Your objective: Can you continue the interview with the vegetarian chef from its last line?

RIP Anthony. I would say it’s so outdated, but unfortunately, yes, it very much still exists. At the FAWC event I was just at, one of the chefs learned I’m vegetarian and said “ah f** off, I’m f***ing out of here ...” and that’s a fairly common occurrence within the industry. I think it’s closed-minded, but my mission is to open minds with good food. The food has to come first. When I tell everyone afterwards that the custard I served was actually made with oat milk and just so happened to be vegan too, it’s too late, they already said it was delicious, and actually maybe the problem is in their minds and not on the plate.


Plabita Florence's Grand Long Lunch dessert of spiced-rum sponge with honeysuckle custard, blueberries, blueberry sherbet and blueberry granita.
Plabita Florence's Grand Long Lunch dessert of spiced-rum sponge with honeysuckle custard, blueberries, blueberry sherbet and blueberry granita.

Do you know how many of your diners at Forest are meat eaters wanting something different, as opposed to vegetarians?

We definitely get a good mix. We aim to make everyone happy, not just people on vegetarian diets. Being raised vegetarian, it isn’t even something I chose for myself. So if you think of it like that, I’m really just cooking food the only way I know how, the same as every other chef. I think it’s interesting how often I get put in the vegetarian box, but for me, this is just normal.

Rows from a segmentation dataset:
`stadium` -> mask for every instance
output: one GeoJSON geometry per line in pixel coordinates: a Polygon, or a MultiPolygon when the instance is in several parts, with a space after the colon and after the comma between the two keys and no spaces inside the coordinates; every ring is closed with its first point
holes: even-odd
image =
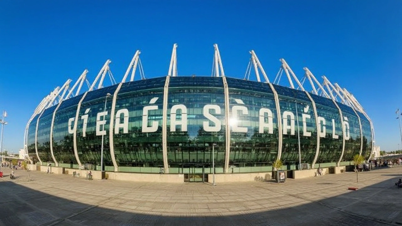
{"type": "Polygon", "coordinates": [[[28,121],[31,163],[183,182],[207,181],[214,170],[218,179],[254,176],[277,160],[295,171],[344,167],[356,154],[370,158],[372,123],[345,88],[324,76],[319,82],[307,68],[301,81],[283,59],[271,82],[252,50],[244,79],[227,77],[214,47],[210,76],[178,76],[174,44],[167,76],[146,79],[137,51],[120,82],[103,87],[107,74],[114,81],[109,60],[86,91],[87,70],[74,84],[68,80],[28,121]],[[283,75],[289,87],[279,85],[283,75]]]}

Response to this task:
What’s the biggest vegetarian myth?

That we’re all judgy and care about everyone else’s choices. It’s funny the amount of people that’ll give me an unsolicited confessional about how often they do or don’t eat red meat. It obviously triggers some sort of moral questioning within them, where they feel the urge to get defensive or explain. The truth is, people who choose to eat at Forest definitely don’t need to be vegetarian at all. We’re not trying to change everyone, but in a city the size of Auckland, don’t you think it’s nice if one place like Forest can exist, and that there can be a bit of variety? We hardly have any vegetarian places in New Zealand at all. I won’t go into climate change, but I think it’s cool if we can embrace the few places offering an alternative approach.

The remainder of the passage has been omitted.